*** RECORDS PROVIDED
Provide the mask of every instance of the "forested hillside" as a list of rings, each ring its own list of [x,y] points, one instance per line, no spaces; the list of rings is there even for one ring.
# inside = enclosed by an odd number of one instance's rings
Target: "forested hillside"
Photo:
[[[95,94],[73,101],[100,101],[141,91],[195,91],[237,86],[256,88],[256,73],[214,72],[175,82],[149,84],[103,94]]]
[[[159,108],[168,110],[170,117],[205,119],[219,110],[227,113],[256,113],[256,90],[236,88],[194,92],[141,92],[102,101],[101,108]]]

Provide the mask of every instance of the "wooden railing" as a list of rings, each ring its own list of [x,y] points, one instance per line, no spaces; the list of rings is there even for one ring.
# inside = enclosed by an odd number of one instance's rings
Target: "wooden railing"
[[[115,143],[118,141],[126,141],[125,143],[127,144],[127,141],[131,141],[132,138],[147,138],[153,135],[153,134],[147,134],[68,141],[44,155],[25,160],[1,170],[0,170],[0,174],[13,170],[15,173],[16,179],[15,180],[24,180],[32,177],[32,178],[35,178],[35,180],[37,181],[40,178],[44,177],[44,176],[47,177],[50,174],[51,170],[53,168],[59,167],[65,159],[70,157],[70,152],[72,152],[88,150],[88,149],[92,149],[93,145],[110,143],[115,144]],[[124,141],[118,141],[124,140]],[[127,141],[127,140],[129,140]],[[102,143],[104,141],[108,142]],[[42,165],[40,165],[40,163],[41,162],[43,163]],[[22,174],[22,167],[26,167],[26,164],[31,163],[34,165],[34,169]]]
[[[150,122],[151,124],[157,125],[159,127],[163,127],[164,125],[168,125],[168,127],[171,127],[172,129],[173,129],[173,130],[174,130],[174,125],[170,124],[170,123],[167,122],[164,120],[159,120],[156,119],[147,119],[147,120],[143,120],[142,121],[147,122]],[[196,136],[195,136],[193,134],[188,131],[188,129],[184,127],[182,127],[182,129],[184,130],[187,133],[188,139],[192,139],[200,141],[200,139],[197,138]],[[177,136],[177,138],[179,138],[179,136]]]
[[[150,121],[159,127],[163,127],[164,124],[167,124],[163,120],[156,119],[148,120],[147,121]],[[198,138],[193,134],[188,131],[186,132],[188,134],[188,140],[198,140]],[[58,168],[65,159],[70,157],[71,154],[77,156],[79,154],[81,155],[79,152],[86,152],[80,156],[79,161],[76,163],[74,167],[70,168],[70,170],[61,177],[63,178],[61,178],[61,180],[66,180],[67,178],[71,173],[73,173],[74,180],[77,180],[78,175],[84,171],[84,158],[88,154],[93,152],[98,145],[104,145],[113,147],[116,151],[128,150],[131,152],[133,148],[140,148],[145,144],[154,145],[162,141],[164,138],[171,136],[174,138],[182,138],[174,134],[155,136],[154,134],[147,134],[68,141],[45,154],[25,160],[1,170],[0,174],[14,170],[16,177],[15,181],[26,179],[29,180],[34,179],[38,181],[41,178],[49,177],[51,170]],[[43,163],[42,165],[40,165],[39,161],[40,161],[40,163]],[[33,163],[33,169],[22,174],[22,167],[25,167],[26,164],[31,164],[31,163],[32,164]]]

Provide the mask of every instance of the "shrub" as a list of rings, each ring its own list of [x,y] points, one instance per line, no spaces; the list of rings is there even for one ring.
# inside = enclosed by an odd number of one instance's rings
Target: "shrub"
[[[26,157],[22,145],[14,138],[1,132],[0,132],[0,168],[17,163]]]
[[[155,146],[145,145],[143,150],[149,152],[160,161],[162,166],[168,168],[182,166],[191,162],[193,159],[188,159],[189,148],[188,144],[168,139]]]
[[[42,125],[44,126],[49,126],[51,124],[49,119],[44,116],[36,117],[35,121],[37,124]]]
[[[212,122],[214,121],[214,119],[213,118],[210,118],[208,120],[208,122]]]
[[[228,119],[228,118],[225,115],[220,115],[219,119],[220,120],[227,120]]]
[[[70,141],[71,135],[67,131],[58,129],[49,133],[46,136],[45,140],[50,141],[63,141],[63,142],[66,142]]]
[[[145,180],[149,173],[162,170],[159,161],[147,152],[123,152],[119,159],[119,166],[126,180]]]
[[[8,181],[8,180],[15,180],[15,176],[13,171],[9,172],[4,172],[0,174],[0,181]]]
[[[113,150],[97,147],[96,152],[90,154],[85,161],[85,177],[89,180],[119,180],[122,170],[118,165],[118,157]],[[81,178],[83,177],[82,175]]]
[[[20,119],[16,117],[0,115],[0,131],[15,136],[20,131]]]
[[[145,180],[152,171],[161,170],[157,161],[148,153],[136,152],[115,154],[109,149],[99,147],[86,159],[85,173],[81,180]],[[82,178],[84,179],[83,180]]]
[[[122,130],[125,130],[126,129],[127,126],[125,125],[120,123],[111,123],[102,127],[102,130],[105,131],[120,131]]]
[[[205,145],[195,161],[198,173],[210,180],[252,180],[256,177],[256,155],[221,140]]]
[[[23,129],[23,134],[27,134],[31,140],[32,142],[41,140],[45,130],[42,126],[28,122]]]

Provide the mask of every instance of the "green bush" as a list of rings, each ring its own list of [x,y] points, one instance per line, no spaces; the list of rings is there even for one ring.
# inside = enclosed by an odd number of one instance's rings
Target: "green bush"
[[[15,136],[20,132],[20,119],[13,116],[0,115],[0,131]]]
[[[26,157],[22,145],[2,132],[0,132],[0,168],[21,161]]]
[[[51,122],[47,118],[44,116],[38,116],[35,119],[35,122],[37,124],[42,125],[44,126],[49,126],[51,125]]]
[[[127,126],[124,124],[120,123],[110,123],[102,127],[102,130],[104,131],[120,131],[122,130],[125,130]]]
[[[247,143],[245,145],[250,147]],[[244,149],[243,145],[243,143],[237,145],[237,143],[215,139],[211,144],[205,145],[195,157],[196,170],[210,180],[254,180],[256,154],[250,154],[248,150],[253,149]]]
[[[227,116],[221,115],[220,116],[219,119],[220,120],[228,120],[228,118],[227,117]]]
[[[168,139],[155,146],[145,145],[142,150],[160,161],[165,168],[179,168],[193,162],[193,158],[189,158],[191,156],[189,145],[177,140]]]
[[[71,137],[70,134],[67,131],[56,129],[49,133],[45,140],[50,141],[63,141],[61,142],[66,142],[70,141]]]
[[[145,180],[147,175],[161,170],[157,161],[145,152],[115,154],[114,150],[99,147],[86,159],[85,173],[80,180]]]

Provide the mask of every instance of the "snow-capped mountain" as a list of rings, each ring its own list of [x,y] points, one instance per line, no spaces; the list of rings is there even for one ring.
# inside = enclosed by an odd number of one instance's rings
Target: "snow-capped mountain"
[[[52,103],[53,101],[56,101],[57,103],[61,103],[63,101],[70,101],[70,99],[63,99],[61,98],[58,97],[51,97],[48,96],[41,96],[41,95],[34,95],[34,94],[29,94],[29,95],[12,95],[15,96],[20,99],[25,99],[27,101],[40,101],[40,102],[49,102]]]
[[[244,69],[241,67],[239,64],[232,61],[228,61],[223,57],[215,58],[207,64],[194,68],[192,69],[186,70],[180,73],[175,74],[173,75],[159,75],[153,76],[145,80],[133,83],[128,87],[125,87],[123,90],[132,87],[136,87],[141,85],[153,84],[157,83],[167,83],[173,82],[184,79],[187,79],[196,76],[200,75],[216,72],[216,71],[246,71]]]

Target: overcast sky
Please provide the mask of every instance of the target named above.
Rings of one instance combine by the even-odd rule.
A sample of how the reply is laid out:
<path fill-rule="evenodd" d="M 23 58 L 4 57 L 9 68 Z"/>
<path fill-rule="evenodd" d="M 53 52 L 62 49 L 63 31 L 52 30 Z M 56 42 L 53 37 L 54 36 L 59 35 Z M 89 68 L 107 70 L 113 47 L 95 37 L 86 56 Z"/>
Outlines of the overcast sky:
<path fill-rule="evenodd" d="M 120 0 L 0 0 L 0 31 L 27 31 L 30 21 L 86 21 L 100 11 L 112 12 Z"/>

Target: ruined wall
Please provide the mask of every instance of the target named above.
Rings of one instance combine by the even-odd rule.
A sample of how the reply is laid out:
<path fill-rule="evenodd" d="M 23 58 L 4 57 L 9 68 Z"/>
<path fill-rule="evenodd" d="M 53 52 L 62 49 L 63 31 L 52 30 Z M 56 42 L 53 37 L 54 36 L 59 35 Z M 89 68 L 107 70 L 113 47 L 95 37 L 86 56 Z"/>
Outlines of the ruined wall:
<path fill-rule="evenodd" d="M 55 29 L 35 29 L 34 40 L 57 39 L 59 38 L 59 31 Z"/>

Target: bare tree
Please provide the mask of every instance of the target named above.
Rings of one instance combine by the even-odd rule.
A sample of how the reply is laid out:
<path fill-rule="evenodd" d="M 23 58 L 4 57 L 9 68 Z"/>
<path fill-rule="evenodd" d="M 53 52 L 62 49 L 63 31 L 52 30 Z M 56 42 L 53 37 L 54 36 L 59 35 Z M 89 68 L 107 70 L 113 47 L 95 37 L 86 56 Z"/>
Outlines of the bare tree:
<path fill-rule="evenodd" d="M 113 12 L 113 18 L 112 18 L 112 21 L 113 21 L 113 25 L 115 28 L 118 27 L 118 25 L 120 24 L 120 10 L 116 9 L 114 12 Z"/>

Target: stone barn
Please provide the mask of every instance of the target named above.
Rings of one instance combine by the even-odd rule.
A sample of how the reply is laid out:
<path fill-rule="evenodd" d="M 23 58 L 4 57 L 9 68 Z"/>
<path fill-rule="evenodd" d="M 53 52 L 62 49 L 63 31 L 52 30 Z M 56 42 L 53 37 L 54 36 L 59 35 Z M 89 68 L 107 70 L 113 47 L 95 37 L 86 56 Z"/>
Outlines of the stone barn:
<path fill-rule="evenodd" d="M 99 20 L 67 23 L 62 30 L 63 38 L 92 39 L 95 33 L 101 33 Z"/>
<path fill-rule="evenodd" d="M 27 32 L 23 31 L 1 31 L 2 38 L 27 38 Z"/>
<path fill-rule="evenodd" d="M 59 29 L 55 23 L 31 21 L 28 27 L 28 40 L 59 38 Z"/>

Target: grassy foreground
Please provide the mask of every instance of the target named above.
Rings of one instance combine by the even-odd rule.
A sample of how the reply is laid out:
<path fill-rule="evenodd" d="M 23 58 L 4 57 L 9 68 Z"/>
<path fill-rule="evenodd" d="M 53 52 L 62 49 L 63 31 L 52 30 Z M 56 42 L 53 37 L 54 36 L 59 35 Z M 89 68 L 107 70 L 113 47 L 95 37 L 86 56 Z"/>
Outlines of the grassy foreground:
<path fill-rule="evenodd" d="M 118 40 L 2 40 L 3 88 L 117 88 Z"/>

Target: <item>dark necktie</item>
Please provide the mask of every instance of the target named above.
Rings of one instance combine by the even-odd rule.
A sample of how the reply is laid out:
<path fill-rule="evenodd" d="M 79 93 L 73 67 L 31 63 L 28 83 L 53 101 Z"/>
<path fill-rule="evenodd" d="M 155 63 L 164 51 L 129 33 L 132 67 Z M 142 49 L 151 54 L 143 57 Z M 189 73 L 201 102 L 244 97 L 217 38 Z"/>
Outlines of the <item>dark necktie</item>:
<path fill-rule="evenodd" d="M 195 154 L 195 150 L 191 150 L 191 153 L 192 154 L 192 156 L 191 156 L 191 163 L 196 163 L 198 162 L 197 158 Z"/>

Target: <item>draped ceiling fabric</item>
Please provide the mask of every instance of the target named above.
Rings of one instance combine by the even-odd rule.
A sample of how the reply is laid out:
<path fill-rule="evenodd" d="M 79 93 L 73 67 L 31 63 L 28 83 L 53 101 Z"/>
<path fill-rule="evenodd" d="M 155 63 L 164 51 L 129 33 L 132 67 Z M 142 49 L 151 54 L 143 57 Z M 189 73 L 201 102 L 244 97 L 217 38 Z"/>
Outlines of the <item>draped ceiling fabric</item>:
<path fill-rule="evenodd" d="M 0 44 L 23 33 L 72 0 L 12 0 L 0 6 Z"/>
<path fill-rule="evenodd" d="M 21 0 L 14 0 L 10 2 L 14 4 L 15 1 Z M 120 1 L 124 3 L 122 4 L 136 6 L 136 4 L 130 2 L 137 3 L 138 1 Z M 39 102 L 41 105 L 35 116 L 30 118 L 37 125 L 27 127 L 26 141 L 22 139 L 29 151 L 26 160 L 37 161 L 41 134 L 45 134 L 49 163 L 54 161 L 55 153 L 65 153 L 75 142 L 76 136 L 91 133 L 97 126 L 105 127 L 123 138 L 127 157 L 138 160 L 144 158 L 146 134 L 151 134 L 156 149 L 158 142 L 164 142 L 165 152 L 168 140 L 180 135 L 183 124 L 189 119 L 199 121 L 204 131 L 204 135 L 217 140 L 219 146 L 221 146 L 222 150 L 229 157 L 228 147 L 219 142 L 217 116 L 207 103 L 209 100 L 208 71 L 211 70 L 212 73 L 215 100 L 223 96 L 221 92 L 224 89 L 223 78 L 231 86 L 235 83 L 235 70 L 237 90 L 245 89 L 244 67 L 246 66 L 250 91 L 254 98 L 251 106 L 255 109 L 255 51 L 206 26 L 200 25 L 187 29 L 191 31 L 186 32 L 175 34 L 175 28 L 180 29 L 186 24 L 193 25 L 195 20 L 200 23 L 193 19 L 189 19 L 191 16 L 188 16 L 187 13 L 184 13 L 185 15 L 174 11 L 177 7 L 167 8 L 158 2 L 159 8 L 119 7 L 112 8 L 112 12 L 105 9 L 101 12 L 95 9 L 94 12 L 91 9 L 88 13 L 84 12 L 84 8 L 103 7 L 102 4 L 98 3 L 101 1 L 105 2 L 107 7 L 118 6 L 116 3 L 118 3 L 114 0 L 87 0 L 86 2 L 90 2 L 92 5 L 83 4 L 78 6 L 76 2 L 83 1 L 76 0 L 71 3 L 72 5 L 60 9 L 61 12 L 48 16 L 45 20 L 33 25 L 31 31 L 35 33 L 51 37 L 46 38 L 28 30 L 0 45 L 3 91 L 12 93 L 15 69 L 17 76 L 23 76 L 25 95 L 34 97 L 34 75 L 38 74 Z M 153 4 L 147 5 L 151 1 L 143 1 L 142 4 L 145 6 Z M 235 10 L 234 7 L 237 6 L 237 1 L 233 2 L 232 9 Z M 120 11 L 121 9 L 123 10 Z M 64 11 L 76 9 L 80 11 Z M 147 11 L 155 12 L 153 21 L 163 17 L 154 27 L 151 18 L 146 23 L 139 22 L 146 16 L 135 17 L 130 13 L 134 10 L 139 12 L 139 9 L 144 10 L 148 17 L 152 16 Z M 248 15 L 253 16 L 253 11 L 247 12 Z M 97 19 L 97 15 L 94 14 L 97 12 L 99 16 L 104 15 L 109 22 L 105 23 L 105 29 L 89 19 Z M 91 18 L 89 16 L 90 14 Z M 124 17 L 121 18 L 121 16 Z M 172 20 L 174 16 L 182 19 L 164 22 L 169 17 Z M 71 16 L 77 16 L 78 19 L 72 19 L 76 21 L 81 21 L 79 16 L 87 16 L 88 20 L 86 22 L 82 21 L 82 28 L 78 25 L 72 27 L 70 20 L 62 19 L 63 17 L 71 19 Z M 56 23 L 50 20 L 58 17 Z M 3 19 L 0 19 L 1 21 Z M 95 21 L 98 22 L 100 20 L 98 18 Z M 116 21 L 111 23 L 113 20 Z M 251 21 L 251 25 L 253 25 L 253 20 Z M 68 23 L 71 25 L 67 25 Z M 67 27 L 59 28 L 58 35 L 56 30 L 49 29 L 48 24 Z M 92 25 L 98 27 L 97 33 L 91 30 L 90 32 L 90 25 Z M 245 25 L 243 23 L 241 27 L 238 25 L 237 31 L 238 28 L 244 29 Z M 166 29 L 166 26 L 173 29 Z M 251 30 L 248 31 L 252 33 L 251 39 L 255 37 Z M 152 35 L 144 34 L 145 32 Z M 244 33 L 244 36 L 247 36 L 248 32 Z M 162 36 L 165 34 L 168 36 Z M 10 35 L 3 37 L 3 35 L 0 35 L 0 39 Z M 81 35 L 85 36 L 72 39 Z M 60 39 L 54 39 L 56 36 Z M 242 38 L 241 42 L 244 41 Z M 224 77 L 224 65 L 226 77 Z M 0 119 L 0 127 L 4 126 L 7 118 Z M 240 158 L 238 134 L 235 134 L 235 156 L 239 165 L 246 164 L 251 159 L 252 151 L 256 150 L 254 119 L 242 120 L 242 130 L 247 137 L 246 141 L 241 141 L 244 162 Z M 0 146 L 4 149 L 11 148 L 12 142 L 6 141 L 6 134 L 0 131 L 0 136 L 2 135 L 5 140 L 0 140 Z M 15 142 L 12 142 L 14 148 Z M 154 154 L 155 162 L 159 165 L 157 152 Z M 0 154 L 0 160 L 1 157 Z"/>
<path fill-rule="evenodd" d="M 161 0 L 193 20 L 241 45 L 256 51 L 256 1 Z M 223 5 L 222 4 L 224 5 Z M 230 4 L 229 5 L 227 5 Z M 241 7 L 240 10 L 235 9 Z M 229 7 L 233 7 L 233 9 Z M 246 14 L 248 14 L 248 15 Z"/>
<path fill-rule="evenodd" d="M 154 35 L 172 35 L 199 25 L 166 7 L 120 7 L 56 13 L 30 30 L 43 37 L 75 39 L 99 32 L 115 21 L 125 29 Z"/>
******
WHAT NEEDS TO BE DONE.
Copy the lines from the line containing "Target: ruined wall" up to and including the line containing "55 29 L 35 29", reproducing each one character for character.

ANSWER TO THE TASK.
Target: ruined wall
Please provide the mask of every instance of the target named above.
Rings of one instance combine by the even-odd rule.
A sample of how the reply is laid out:
<path fill-rule="evenodd" d="M 23 58 L 4 57 L 9 68 Z"/>
<path fill-rule="evenodd" d="M 53 52 L 62 49 L 63 31 L 52 30 Z M 56 42 L 53 37 L 54 36 L 59 35 Z M 89 68 L 107 70 L 113 47 L 95 37 L 86 56 Z"/>
Outlines of the ruined wall:
<path fill-rule="evenodd" d="M 55 29 L 35 29 L 34 40 L 57 39 L 59 38 L 59 31 Z"/>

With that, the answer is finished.